**Texte fourni:**
########################################

Donc pour être clair l’autopsie psychologique ne se substitue pas, en aucune manière, à un diagnostic approfondi des causes qui renvoient à l’organisation, au contenu et à l’environnement du travail !
Je précise que pour moi, pour TECHNOLOGIA ce diagnostic en vue d’une prévention primaire doit toujours être partagé entre la direction, le service de santé au travail et les représentants des salariés et en particulier les membres du CHSCT. Ce diagnostic partagé est le vrai problème car très souvent les choix se font en dehors des salariés et de leurs représentants et ensuite il est demandé au collectif des salaries d’entériner des moyens, des solutions, des issues qui sont par essence peu adaptées car mal appréhendées au départ.
Une bonne prévention bien entendu dépend de bons préventeurs mais je suis persuadé qu’elle dépend encore plus de la méthode utilisée…
L’autopsie psychologique à la condition de compléter ce diagnostic partagé peut permettre de compléter l’information. Les constats que nous avons fait à ce niveau sont d’ailleurs très intéressants et déstabilisants particulièrement pour tous ceux qui rêvent d’une simplicité en la matière qui n’existe pas.

########################################

**À faire:**
D'après le texte fourni, entre quels acteurs le diagnostic en vue d'une prévention primaire doit-il toujours être partagé ? Les données qui suivent sont tirées d'une autre source.

**Données extraites:**
########################################

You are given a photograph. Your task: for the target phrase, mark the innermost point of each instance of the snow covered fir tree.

########################################

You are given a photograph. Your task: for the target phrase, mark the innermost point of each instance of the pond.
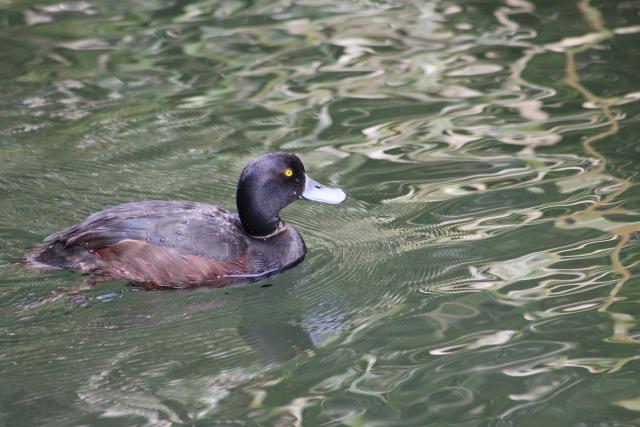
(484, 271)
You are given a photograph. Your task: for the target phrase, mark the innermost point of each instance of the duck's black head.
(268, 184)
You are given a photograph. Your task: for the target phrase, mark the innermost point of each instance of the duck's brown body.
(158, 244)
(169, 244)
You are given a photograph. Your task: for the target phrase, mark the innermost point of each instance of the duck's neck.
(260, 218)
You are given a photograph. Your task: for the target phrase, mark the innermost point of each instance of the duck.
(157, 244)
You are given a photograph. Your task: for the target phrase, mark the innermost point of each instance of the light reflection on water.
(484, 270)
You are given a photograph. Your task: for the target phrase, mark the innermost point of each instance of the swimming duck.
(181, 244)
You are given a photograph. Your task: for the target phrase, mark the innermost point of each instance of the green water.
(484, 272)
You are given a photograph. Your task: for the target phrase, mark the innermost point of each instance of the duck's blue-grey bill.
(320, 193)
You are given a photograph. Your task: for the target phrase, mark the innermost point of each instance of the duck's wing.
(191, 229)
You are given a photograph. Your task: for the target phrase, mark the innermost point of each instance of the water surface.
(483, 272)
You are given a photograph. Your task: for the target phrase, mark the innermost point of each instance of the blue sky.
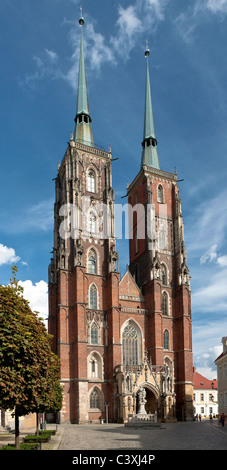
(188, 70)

########################################

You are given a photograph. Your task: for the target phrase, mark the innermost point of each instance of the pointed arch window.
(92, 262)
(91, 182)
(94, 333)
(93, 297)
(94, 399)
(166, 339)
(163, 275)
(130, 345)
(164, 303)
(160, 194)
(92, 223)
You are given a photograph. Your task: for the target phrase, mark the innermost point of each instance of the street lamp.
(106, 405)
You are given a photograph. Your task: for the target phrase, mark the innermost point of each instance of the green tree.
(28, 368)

########################################

**Résultat de l'exercice:**
Il doit être partagé entre la direction, le service de santé au travail et les représentants des salariés, en particulier les membres du CHSCT.